• What needs to be done: Could you filter the items below and copy out every line that contains the word "person"?
_ _ _ _ _ _ _
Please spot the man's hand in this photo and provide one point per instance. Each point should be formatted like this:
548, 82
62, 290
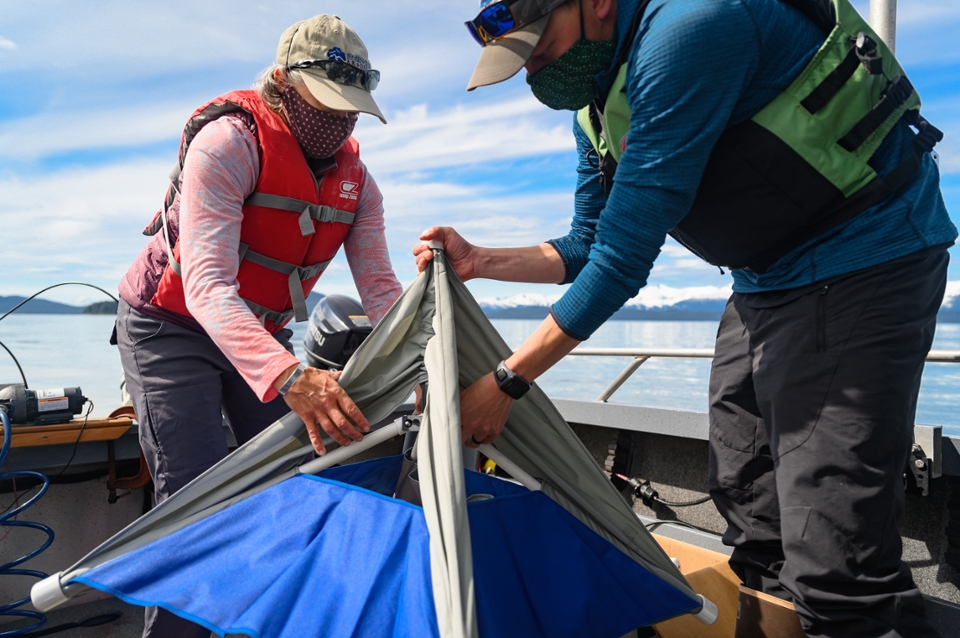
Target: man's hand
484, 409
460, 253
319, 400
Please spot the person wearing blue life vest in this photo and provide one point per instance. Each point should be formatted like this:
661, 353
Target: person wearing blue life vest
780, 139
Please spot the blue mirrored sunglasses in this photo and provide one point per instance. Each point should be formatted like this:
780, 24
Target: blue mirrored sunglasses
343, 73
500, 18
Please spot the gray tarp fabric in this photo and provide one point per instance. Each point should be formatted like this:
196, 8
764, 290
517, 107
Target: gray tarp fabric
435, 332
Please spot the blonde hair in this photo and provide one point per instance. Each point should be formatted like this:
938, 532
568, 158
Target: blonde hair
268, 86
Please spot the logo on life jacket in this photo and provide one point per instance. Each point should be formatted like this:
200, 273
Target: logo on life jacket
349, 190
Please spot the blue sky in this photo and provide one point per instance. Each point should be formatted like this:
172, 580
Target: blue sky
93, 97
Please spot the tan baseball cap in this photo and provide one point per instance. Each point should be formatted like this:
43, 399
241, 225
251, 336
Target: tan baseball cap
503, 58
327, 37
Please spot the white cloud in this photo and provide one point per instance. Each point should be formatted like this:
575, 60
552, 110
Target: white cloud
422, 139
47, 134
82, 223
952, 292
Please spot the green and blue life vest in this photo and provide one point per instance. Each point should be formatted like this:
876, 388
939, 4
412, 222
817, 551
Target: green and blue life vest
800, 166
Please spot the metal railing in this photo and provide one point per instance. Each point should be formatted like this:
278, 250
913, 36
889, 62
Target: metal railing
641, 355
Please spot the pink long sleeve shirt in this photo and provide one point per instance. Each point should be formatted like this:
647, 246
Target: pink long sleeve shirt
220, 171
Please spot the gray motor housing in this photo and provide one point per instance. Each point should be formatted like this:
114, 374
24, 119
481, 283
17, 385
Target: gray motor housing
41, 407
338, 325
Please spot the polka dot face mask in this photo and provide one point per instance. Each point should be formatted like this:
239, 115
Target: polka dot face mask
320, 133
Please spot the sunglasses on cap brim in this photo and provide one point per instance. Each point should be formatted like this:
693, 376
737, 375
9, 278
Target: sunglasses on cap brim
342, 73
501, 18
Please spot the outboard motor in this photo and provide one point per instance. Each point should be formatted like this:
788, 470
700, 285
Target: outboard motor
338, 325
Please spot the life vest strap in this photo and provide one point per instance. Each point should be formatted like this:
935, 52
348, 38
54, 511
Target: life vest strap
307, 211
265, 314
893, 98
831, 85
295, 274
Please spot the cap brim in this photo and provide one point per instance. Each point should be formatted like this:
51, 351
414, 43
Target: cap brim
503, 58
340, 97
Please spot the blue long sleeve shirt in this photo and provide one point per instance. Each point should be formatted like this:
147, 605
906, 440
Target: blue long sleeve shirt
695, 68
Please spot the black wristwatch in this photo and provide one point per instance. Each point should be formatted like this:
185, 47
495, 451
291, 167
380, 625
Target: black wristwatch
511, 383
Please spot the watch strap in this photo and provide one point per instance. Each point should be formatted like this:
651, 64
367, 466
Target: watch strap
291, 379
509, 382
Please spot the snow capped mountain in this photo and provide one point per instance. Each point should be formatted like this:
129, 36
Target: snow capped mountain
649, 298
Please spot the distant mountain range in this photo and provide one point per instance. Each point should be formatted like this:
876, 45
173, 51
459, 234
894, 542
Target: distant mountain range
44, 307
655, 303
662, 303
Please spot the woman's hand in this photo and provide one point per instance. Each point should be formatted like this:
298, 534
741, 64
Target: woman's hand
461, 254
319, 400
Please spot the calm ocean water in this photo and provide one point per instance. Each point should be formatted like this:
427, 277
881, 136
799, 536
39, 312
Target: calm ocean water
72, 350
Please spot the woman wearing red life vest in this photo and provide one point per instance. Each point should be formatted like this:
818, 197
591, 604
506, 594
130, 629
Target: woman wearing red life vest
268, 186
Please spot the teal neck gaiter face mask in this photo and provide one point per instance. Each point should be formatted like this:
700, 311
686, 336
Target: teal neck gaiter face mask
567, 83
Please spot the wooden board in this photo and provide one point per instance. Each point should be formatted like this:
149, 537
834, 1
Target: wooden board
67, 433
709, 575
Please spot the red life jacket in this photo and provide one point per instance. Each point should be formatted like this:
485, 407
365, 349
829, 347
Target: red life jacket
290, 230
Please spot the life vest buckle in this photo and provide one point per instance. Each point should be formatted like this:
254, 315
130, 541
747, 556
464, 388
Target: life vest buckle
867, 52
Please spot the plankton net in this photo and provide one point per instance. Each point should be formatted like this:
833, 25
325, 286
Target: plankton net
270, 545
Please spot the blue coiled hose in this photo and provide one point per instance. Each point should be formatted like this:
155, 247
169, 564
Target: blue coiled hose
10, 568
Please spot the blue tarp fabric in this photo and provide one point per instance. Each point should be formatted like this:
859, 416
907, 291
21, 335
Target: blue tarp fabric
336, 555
_ _ _ _ _ _ _
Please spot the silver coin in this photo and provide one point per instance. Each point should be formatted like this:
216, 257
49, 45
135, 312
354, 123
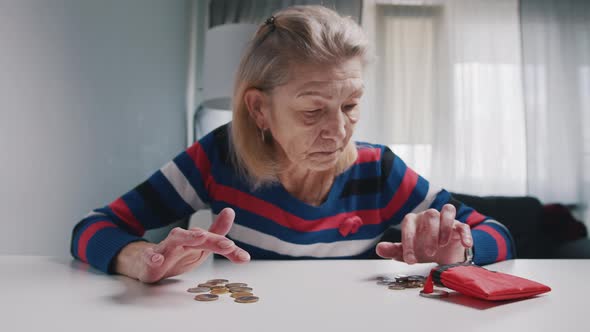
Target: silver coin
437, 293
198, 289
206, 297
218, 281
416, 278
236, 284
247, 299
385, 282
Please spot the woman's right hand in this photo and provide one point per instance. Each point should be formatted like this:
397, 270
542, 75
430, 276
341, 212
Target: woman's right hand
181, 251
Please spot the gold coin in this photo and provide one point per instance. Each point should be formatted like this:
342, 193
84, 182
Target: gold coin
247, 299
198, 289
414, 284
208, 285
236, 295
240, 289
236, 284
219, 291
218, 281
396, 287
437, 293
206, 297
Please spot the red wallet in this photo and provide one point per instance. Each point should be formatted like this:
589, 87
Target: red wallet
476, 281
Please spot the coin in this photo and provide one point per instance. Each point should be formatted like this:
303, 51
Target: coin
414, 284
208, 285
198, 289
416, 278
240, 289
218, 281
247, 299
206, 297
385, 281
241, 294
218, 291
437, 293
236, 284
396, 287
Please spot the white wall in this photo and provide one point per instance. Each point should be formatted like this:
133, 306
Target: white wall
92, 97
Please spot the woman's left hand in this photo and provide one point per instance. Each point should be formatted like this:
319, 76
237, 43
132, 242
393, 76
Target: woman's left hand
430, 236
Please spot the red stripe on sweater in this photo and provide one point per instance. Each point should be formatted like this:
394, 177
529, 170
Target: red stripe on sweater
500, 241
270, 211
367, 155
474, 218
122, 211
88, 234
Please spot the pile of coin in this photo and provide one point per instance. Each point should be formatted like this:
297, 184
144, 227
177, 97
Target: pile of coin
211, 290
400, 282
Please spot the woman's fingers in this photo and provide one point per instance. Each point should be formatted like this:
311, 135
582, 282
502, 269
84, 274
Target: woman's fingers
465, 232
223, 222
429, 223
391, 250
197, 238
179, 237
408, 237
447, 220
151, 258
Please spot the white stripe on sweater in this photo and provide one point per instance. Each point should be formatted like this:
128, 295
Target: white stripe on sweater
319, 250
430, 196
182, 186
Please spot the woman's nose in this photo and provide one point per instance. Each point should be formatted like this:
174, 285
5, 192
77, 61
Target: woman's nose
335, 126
_ _ _ _ _ _ _
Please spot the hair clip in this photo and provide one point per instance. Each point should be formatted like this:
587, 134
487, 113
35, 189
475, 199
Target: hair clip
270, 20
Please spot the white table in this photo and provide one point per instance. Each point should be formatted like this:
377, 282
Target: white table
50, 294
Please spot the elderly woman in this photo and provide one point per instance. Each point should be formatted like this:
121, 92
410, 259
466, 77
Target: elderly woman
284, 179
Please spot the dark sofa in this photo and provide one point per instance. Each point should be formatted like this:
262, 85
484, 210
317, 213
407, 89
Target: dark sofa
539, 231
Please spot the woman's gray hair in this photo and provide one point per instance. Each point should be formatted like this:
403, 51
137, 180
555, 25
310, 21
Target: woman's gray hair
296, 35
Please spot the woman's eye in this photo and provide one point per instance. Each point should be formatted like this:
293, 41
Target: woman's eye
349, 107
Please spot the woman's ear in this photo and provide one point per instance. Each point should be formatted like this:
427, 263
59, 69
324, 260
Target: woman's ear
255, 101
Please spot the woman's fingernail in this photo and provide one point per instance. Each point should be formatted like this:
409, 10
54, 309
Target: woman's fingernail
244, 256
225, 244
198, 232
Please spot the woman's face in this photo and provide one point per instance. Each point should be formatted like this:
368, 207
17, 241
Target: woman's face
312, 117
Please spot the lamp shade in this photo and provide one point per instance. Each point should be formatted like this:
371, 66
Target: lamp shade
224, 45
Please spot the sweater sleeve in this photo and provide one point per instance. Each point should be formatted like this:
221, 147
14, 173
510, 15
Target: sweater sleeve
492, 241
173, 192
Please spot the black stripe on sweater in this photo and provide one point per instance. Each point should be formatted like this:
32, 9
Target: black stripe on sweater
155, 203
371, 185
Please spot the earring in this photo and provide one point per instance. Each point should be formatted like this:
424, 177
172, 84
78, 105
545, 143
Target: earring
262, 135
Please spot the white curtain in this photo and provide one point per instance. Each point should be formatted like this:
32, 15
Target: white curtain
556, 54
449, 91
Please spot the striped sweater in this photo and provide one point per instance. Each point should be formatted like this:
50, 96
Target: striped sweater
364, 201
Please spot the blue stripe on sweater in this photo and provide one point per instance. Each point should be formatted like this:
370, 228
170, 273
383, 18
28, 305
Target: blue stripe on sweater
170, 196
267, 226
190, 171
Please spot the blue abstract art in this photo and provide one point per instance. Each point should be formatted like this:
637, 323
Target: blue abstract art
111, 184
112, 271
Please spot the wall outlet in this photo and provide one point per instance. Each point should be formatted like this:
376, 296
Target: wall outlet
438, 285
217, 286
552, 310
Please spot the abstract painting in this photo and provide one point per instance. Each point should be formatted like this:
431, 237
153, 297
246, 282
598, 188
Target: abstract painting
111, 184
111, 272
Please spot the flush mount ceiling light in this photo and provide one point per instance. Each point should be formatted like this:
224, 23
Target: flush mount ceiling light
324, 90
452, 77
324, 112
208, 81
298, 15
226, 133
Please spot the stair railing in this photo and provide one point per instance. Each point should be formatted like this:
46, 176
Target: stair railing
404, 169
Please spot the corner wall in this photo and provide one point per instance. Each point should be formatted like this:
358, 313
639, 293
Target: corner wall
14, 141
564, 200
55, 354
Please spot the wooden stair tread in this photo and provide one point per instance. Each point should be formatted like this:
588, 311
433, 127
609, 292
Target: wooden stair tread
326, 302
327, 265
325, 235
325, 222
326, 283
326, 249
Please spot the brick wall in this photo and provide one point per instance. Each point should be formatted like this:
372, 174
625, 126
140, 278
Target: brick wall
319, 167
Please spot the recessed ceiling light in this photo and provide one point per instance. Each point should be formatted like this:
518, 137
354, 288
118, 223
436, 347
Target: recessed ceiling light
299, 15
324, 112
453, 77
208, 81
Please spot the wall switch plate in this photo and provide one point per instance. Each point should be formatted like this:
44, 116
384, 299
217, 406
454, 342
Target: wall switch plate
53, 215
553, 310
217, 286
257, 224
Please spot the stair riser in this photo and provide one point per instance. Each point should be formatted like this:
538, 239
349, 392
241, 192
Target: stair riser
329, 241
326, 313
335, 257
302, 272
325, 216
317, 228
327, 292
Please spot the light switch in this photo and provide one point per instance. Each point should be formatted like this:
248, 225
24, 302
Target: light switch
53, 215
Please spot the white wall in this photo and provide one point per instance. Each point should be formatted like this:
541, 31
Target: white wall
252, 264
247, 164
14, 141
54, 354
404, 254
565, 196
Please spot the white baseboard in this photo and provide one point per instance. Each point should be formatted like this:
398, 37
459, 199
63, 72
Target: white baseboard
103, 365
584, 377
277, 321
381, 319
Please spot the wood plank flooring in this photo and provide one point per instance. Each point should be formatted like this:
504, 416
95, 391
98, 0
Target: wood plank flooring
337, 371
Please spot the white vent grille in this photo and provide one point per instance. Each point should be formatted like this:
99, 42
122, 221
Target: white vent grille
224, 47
_ _ _ _ _ _ _
• Output:
Please spot the person wearing blue life vest in this photo and provide one point per instance. Each point should be formatted like this:
Target: person wearing blue life vest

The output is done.